What to work on
Transcribe the data in full and exactly, omitting any pictures.

* begin *

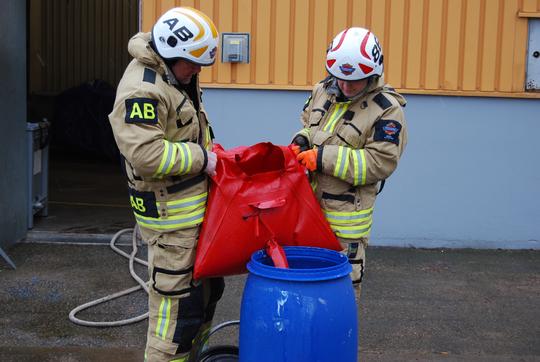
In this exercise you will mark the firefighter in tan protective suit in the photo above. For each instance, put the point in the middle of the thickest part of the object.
(163, 134)
(354, 134)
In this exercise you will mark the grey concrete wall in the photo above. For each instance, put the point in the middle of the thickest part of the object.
(13, 156)
(470, 176)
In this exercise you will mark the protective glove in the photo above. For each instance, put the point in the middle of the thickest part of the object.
(302, 142)
(308, 159)
(211, 163)
(295, 148)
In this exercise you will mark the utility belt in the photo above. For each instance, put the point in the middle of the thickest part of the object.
(169, 208)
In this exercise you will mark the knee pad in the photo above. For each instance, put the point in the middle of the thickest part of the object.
(190, 318)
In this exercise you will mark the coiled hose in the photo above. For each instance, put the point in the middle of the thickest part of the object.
(142, 285)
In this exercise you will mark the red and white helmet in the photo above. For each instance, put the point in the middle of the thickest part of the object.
(186, 33)
(354, 54)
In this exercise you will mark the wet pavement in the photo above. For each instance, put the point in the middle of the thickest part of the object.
(417, 305)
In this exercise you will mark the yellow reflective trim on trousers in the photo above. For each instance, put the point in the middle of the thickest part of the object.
(346, 218)
(173, 222)
(188, 203)
(164, 317)
(167, 160)
(181, 359)
(352, 232)
(363, 156)
(336, 115)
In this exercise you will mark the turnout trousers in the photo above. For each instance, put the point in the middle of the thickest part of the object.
(180, 308)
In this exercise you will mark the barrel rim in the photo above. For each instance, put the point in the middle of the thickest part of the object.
(341, 268)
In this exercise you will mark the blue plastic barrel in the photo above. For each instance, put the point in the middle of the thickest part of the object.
(306, 313)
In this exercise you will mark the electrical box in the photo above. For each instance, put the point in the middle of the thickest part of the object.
(38, 169)
(235, 47)
(533, 56)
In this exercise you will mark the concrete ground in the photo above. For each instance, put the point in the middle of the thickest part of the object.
(417, 305)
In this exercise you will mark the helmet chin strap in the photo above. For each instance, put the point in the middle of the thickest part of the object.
(363, 92)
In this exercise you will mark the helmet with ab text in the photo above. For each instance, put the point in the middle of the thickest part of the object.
(354, 54)
(186, 33)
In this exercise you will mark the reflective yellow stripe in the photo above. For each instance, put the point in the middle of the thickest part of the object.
(164, 317)
(355, 168)
(304, 132)
(208, 138)
(344, 218)
(167, 160)
(342, 163)
(173, 222)
(181, 359)
(189, 203)
(314, 185)
(336, 115)
(359, 157)
(185, 158)
(351, 225)
(352, 232)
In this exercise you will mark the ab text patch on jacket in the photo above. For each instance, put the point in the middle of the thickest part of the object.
(143, 202)
(141, 110)
(387, 130)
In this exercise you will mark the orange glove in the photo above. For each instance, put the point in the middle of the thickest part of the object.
(295, 149)
(309, 159)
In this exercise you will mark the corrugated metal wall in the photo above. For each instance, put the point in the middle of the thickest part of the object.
(74, 41)
(457, 47)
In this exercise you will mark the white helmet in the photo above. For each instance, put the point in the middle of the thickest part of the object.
(186, 33)
(354, 54)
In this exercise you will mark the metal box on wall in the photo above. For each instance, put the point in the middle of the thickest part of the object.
(38, 169)
(235, 47)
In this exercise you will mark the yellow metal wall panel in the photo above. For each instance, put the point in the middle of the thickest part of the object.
(507, 46)
(487, 73)
(471, 45)
(393, 50)
(299, 46)
(414, 53)
(462, 47)
(451, 34)
(280, 75)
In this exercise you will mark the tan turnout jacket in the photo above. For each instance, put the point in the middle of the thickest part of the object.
(359, 144)
(163, 139)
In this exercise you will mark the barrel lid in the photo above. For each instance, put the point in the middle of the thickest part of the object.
(305, 264)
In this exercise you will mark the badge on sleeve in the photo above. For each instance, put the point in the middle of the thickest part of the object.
(387, 130)
(141, 110)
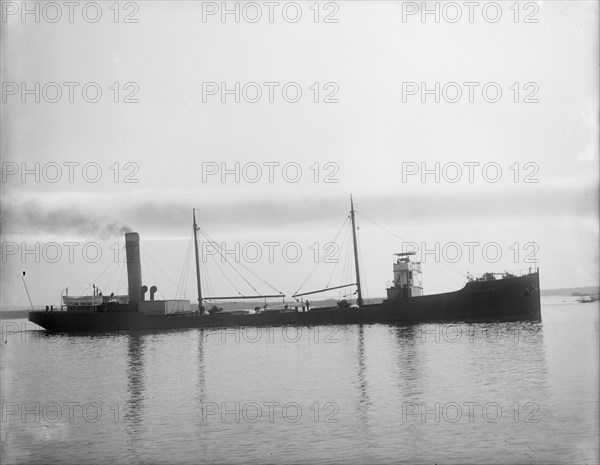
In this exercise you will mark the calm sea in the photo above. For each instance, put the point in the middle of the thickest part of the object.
(483, 393)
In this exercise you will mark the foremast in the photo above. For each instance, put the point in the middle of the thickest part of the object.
(195, 226)
(357, 268)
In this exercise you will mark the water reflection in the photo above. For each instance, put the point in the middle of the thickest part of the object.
(134, 408)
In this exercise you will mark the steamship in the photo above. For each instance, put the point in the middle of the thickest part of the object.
(489, 298)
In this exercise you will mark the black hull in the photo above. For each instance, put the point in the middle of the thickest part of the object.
(511, 299)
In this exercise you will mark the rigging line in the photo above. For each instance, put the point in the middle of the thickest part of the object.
(146, 255)
(344, 241)
(362, 265)
(207, 278)
(248, 270)
(182, 283)
(242, 265)
(319, 262)
(99, 276)
(219, 267)
(395, 235)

* end *

Result below
In this exercise you will mark the firefighter in tan protective suit in the photo above. For each instance, put the point in the middle of the thickest part of the object.
(163, 134)
(354, 134)
In this exercise you will mark the grey concrete wall in the photo above. For each instance, put the point in the middle of the thickest part of the object.
(13, 156)
(470, 176)
In this exercise you will mark the protective glove in the photo above. For each instance, put the point in the middle of the thickest part of the object.
(302, 142)
(308, 159)
(211, 163)
(295, 148)
In this exercise you will mark the utility belt in the photo above. For each instance, put the point in the middle of the thickest part of the object.
(169, 208)
In this exercise you will mark the knee pad in the photo above. For each instance, put the point in the middle of the thickest part of the object.
(190, 318)
In this exercise you will mark the coiled hose in the photo above. For each instance, put the point in the middle of the thickest part of the object.
(142, 285)
In this exercise you will mark the red and white helmet in the photo above. For each instance, put the point in the middle of the thickest part of the object.
(186, 33)
(354, 54)
In this exercise you will mark the wet pavement in the photo above. For each instance, put the point in the middle of the thickest part of the object.
(417, 305)
In this exercise you will mark the yellow reflective trim on trousers in the photo above. For each instance, put the point in the middle of the thickest part of the object.
(346, 218)
(173, 222)
(188, 203)
(164, 317)
(167, 160)
(181, 359)
(352, 232)
(363, 156)
(336, 115)
In this exercise you will mark the turnout trousers in the photo above. For each instance, put the point in the middle of the thickest part of the object.
(180, 308)
In this exercise you will mark the barrel rim in the photo above. For each instance, put the point in the middle of the thickest part of the object.
(341, 268)
In this exercise you will mark the blue plastic barrel in the photo above. For each instance, put the point in the middle of the thickest part of the object.
(306, 313)
In this exercise you will mark the electrical box in the photo above. For each instance, put the point in the middle of the thickest part of the object.
(38, 169)
(235, 47)
(533, 56)
In this exercise you will mark the concrete ground in the photo above. For each instance, put the point in the middle of the thickest part of the object.
(417, 305)
In this exercise you will mark the helmet chin strap in the photo above. For each instance, put the point in the middle of the thickest part of the object.
(363, 92)
In this exercise you will mark the helmet with ab text in the photo above. For each instance, put the point in the middle of the thickest part of the object.
(354, 54)
(186, 33)
In this exercise you will mark the reflective yellow stripe in the photo above. For each instance, put the point in the middle of the thickest part of the object.
(164, 317)
(355, 168)
(304, 132)
(208, 138)
(344, 218)
(167, 160)
(342, 163)
(173, 222)
(181, 359)
(189, 203)
(314, 185)
(336, 115)
(359, 157)
(185, 158)
(351, 225)
(352, 232)
In this exercise you will mark the ab text patch on jacket in the photo above. For each instance, put the point in the middle of the thickest part of the object.
(143, 202)
(141, 110)
(387, 130)
In this exercise you will mark the orange glove in the photo above. For each instance, put the point in the middle of the thickest part of the object.
(295, 149)
(309, 159)
In this exercise you will mark the corrugated metal wall in the photo above. For each instance, put the point in the middle of the thickest part of the object.
(74, 41)
(457, 47)
In this exercise you will mark the white helmet in the photo above. For each instance, put the point in the middle of the thickest part of the object.
(186, 33)
(354, 54)
In this exercise you will mark the metal box on wall in the photo above. For each instance, put the point in the middle of the thickest part of the object.
(38, 169)
(235, 47)
In this exercise you will mark the yellow metal wall panel in the photo above. For each instance, put the point in the middle of the thickest part of the object.
(507, 46)
(487, 73)
(471, 45)
(393, 50)
(299, 46)
(414, 53)
(462, 47)
(451, 34)
(280, 75)
In this exercise you will mark the tan turnout jacket in the photo above. For each instance, put the point in the middle of the thickest part of the object.
(359, 144)
(163, 139)
In this exercise you will mark the barrel lid in the photo above. For each instance, put the point in the middle of the thickest part of the object.
(305, 264)
In this exercise you will mark the badge on sleeve in the photo above. For each instance, put the point in the middle of the thickest part of the object.
(387, 130)
(141, 110)
In this exercise you will mark the calm sea in the photo above. For each instance, put the point in the middle of the thickest part of the object.
(483, 393)
In this exercise you will mark the foremast in the photo above. For each instance, put the point in the middle of the thickest part of the object.
(195, 226)
(357, 268)
In this exercise you will mark the water reflection in the photo above. For each instance, put the point in the middle of the thickest part of the object.
(134, 408)
In this exercise you will mark the steamship in the photo above. For each instance, put the point in the middle of the thickest part of the object.
(489, 298)
In this exercise you will mark the black hull in the photo above. For each instance, put the point in the middle of the thickest part of the object.
(511, 299)
In this exercise you will mark the rigging line in the photo above. For each instance, put the point in the middle of the thickest part of the object.
(146, 255)
(344, 241)
(362, 265)
(207, 278)
(248, 270)
(182, 283)
(242, 265)
(319, 262)
(99, 276)
(219, 267)
(395, 235)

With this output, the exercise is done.